- [Objective]: Reproduce the data word for word, starting at the line that contains "written like (260,280)." and ending at the last line of the data.

- [Data extract]:
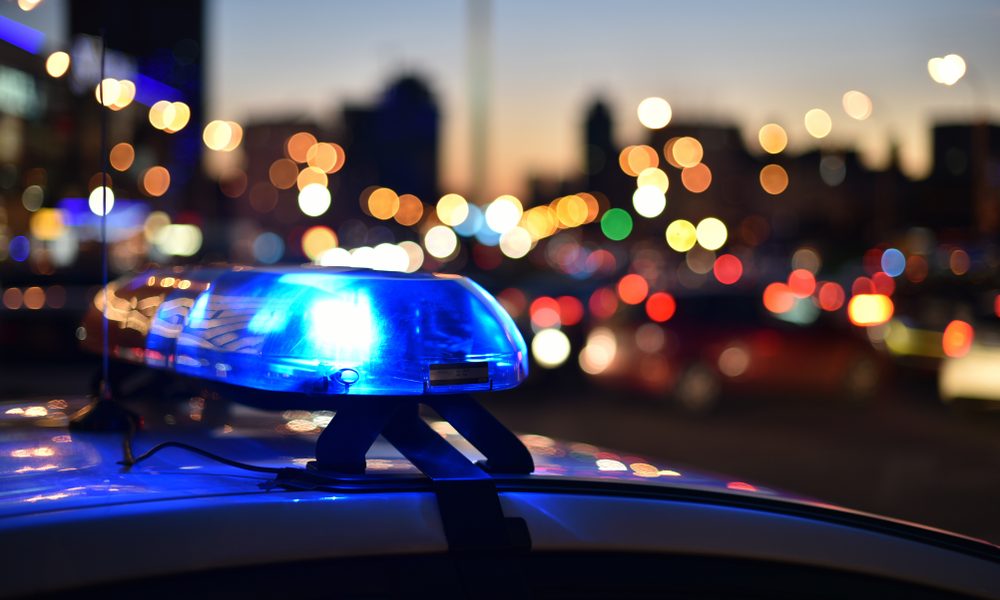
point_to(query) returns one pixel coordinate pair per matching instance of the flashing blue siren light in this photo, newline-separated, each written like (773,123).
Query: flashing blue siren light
(314,330)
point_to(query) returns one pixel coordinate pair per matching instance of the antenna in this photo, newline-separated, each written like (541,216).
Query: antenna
(104,413)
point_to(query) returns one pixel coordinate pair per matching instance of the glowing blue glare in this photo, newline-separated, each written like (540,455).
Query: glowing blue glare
(326,331)
(472,223)
(893,262)
(19,248)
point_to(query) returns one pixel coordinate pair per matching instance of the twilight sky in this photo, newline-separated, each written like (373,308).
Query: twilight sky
(733,61)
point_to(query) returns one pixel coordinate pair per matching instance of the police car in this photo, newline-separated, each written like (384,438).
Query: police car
(299,464)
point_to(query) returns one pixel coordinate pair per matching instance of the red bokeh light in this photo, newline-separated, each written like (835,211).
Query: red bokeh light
(778,298)
(957,339)
(570,310)
(632,289)
(661,306)
(728,269)
(831,296)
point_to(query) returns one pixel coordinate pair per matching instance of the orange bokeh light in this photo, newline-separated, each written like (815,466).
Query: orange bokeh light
(728,269)
(632,288)
(778,298)
(866,310)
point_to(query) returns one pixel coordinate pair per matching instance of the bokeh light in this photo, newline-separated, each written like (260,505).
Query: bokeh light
(818,123)
(686,152)
(711,233)
(728,269)
(383,203)
(317,240)
(504,213)
(696,179)
(774,179)
(122,156)
(893,262)
(550,348)
(314,200)
(857,105)
(654,113)
(652,176)
(298,145)
(681,235)
(156,181)
(956,341)
(452,209)
(868,310)
(441,242)
(660,307)
(633,288)
(649,201)
(616,224)
(57,64)
(101,200)
(772,138)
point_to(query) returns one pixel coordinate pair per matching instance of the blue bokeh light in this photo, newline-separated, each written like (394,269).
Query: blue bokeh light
(332,331)
(893,262)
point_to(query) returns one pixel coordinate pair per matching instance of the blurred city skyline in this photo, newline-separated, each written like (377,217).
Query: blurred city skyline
(728,62)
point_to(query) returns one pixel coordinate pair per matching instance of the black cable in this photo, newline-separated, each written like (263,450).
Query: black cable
(129,460)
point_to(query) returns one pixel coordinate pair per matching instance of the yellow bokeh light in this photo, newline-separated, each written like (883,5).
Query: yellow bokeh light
(541,221)
(649,201)
(317,240)
(283,173)
(711,233)
(696,179)
(179,117)
(441,242)
(571,211)
(122,156)
(641,157)
(818,123)
(654,113)
(452,209)
(383,204)
(857,105)
(47,224)
(57,64)
(504,213)
(156,181)
(772,138)
(314,200)
(774,179)
(686,152)
(298,146)
(311,175)
(681,235)
(411,209)
(654,177)
(516,243)
(106,92)
(322,156)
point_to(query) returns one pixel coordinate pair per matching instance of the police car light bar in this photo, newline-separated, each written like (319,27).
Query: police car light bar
(373,345)
(316,331)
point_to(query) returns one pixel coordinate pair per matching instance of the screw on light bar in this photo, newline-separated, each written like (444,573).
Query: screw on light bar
(315,331)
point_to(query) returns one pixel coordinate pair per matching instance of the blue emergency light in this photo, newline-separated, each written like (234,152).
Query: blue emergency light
(372,345)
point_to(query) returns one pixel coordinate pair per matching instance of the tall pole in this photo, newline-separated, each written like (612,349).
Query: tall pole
(479,38)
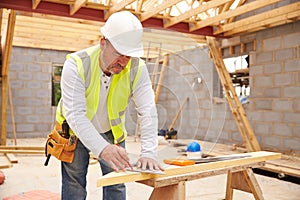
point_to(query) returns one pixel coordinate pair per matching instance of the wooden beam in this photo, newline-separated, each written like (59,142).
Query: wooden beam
(266,24)
(123,177)
(6,50)
(117,7)
(256,19)
(241,2)
(192,12)
(35,4)
(263,19)
(232,13)
(237,109)
(76,6)
(154,10)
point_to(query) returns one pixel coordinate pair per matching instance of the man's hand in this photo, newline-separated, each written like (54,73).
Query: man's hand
(116,157)
(148,163)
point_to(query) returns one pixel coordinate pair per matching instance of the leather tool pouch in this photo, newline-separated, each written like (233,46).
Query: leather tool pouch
(60,147)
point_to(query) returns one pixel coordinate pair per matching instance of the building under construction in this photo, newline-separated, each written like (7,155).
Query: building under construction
(225,74)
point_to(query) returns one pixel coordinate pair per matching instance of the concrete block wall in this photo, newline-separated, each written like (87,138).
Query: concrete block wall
(30,75)
(275,88)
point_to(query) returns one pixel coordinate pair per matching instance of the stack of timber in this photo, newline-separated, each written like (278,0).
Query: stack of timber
(288,165)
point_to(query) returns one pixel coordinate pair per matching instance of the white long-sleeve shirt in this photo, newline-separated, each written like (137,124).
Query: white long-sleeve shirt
(74,101)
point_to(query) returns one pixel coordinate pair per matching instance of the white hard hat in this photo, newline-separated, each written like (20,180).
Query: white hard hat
(124,31)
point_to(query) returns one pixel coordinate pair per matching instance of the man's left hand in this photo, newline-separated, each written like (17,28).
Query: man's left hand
(148,163)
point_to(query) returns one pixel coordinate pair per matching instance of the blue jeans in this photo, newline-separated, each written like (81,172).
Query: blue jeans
(74,176)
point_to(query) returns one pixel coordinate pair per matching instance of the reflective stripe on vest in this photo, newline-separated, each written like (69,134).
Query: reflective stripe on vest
(121,88)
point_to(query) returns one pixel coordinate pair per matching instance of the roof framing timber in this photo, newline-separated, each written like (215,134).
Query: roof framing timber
(233,13)
(91,13)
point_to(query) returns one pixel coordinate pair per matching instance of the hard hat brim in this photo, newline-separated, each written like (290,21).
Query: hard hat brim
(120,43)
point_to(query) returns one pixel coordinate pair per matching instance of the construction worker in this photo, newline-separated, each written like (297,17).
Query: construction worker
(97,84)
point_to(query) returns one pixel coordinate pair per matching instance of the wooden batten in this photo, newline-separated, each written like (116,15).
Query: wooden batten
(6,50)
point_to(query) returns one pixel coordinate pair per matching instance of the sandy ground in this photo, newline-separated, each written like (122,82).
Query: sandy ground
(31,174)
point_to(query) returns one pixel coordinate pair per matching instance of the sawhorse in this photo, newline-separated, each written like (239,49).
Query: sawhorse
(172,185)
(239,178)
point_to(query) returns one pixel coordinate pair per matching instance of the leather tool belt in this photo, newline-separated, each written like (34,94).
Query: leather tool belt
(60,144)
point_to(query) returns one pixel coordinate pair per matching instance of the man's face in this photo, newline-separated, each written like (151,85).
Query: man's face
(112,61)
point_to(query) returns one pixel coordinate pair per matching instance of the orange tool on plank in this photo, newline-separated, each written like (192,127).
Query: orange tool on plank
(179,162)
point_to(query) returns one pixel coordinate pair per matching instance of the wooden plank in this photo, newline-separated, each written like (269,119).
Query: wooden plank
(11,158)
(4,162)
(266,22)
(123,177)
(232,13)
(237,109)
(117,7)
(153,11)
(170,180)
(256,20)
(35,4)
(6,50)
(76,6)
(201,8)
(11,106)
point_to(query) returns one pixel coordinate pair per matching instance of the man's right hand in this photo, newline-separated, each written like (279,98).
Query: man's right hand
(116,157)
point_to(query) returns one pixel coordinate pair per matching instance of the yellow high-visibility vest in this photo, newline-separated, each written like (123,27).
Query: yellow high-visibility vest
(121,88)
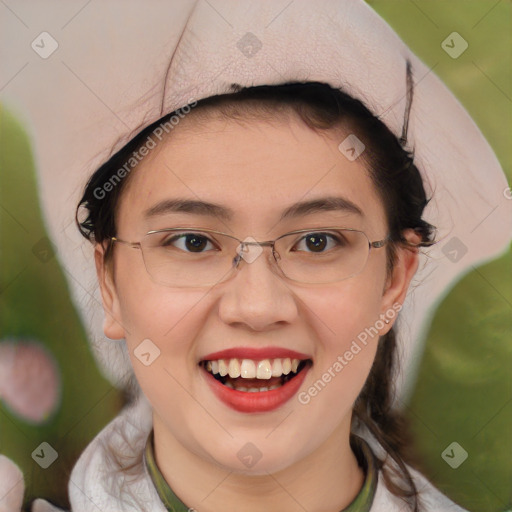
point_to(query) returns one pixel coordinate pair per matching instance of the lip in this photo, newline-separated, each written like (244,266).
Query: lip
(260,401)
(256,354)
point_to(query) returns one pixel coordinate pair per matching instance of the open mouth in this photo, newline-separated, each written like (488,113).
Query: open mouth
(250,376)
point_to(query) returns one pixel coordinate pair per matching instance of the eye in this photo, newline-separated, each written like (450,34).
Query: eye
(188,242)
(320,242)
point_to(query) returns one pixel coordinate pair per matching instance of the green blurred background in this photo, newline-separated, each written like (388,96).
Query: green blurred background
(464,387)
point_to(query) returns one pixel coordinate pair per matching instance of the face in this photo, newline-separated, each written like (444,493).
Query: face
(256,170)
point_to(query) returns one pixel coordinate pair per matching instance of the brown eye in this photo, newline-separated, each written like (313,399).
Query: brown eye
(319,242)
(188,242)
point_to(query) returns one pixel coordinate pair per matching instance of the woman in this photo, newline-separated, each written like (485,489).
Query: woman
(254,248)
(261,376)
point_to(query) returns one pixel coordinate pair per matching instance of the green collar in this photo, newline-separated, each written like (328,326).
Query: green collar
(361,503)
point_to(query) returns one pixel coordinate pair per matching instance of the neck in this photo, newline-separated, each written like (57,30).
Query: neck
(328,479)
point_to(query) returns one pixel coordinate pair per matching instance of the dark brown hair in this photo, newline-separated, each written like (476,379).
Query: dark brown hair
(397,181)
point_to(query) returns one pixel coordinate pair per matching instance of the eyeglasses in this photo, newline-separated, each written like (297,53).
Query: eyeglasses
(190,257)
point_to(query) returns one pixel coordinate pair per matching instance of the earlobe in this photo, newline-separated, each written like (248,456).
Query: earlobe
(112,326)
(397,284)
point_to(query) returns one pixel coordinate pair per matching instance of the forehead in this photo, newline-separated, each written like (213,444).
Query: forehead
(255,171)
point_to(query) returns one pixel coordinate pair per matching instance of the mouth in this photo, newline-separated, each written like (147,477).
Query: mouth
(249,385)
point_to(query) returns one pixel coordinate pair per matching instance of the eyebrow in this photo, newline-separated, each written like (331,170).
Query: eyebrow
(298,209)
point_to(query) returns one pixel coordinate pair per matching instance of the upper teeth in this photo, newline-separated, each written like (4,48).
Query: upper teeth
(249,369)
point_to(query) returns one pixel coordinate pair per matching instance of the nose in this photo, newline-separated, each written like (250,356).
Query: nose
(256,296)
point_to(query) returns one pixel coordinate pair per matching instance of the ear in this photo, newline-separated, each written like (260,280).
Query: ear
(398,282)
(112,326)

- [Written response]:
point_to(query) returns one pixel coordinate pair per matching instance of the ear in this photo, newline-separated, each written like (260,280).
Query: ear
(398,282)
(112,326)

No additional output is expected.